#### Try it:
Restate the records in their entirety, word for word.

#### Extracted entries:
__________

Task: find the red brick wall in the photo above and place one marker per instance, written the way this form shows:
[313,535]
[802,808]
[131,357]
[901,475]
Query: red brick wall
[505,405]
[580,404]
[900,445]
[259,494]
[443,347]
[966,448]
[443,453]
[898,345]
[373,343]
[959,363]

__________

#### Solution for this problem:
Task: find the red brick wall in the photo above and place one marker per instance, written the way this form shows:
[313,535]
[802,808]
[131,357]
[901,475]
Query: red brick wall
[505,405]
[580,404]
[900,445]
[259,494]
[443,347]
[966,448]
[443,453]
[898,345]
[373,343]
[959,363]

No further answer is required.